■ TASK PROMPT
Copy the line containing "of the button", then all lines after it up to and including the final line of the material, exactly and without additions.

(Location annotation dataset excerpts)

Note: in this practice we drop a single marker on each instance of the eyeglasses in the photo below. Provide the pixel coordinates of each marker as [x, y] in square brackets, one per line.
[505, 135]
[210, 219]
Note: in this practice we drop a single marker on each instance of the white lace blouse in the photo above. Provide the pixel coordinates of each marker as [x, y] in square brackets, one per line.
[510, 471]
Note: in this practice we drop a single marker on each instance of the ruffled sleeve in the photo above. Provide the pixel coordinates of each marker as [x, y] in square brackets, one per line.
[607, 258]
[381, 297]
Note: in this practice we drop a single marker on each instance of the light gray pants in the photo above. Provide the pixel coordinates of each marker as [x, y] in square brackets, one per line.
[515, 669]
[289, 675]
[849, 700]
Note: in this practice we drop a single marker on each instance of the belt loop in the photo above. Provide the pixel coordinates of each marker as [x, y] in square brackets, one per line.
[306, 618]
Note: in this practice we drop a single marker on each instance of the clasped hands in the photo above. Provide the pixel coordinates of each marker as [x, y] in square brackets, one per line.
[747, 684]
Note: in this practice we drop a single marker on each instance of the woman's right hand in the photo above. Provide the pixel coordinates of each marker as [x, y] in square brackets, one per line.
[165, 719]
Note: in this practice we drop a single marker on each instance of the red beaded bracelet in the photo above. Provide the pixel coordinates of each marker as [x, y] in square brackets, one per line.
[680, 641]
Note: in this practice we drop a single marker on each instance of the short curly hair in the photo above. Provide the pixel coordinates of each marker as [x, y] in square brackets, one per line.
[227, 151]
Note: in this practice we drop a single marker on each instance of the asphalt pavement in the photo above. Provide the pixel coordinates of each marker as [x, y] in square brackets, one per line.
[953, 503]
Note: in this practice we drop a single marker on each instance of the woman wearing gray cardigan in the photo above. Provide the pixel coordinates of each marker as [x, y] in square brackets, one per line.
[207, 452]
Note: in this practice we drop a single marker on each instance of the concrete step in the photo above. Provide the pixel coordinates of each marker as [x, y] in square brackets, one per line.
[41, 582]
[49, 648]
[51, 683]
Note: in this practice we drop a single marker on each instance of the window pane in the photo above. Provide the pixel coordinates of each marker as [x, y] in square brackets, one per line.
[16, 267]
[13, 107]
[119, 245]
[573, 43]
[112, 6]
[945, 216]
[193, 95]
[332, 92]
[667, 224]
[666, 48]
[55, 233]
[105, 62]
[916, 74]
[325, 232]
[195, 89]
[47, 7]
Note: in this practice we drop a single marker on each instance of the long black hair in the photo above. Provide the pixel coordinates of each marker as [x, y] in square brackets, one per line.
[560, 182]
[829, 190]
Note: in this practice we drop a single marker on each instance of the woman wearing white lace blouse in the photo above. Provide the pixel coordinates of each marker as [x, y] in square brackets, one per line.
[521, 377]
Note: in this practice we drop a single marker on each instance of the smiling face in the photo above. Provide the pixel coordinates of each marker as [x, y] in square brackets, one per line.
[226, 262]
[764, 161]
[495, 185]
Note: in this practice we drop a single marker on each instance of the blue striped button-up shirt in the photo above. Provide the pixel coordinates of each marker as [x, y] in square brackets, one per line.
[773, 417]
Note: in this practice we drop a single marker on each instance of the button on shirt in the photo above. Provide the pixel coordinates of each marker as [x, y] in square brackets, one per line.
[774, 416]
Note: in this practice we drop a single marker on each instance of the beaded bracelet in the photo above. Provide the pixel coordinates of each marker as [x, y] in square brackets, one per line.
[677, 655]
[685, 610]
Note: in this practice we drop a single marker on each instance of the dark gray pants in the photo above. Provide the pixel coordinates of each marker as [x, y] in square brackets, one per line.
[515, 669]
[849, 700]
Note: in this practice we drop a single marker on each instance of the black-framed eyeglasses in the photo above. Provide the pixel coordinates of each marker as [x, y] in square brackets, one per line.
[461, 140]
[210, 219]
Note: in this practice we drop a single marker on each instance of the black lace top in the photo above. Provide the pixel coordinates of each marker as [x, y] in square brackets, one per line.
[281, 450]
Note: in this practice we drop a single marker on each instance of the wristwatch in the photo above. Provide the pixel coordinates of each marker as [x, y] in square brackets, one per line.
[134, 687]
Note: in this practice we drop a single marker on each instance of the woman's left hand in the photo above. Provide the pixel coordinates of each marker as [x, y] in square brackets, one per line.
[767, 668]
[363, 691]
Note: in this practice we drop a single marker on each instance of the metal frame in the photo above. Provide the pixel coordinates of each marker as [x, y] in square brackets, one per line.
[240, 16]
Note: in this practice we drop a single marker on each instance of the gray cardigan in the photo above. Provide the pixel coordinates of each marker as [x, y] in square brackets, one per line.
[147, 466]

■ WORKED SOLUTION
Note: in this practice we drop a single marker on each instance of the button on shirt in the photo above. Provide the pixel coordinates of each marker as [x, y] in square brackets, one per line.
[774, 416]
Note: in this practice we drop a single marker on each instance of the beaded bracelet in the photo above. Provide the pixel coordinates of each marker as [x, y] in square brackets, one per line.
[677, 655]
[685, 610]
Note: in this practice we drop a single marker on each instance of the dark gray pants in the photo above. Provide the pixel coordinates of each marker as [x, y] in square brackets, one per line.
[515, 669]
[849, 700]
Note: in this practice we drop a single marker on each instance of the black-framed eyeglasses in the photo above. Provide the pixel coordinates of each marker as [x, y] in square brackets, one per line.
[461, 140]
[210, 219]
Note: in this practice we drop a single marker on each instance of the black lace top in the photo above. Provide the pixel coordinates of each marker as [x, y] in square brackets, one per line.
[281, 450]
Note: in this practice we drop a single marker on each instance of the wristwatch in the photo above. Provide the pixel coordinates of each marker as [x, y] in square brackets, one per line.
[134, 687]
Note: in this practice we drop a single marker on each instance of the woman's left hand in the photo above. Provide the pixel coordinates of each marker as [x, y] in square brackets, one per line.
[767, 668]
[363, 691]
Note: in this practice we drop a single marker on each instance of the metal frame in the photo above. Provide the pixel coordinates of each marker as [x, y] in square brackets, one per line.
[240, 16]
Note: in this practice we drop a single marker on each instance of the gray cardigan in the photo above. Provide the pixel coordinates of each marker as [x, y] in square brackets, one per line.
[147, 466]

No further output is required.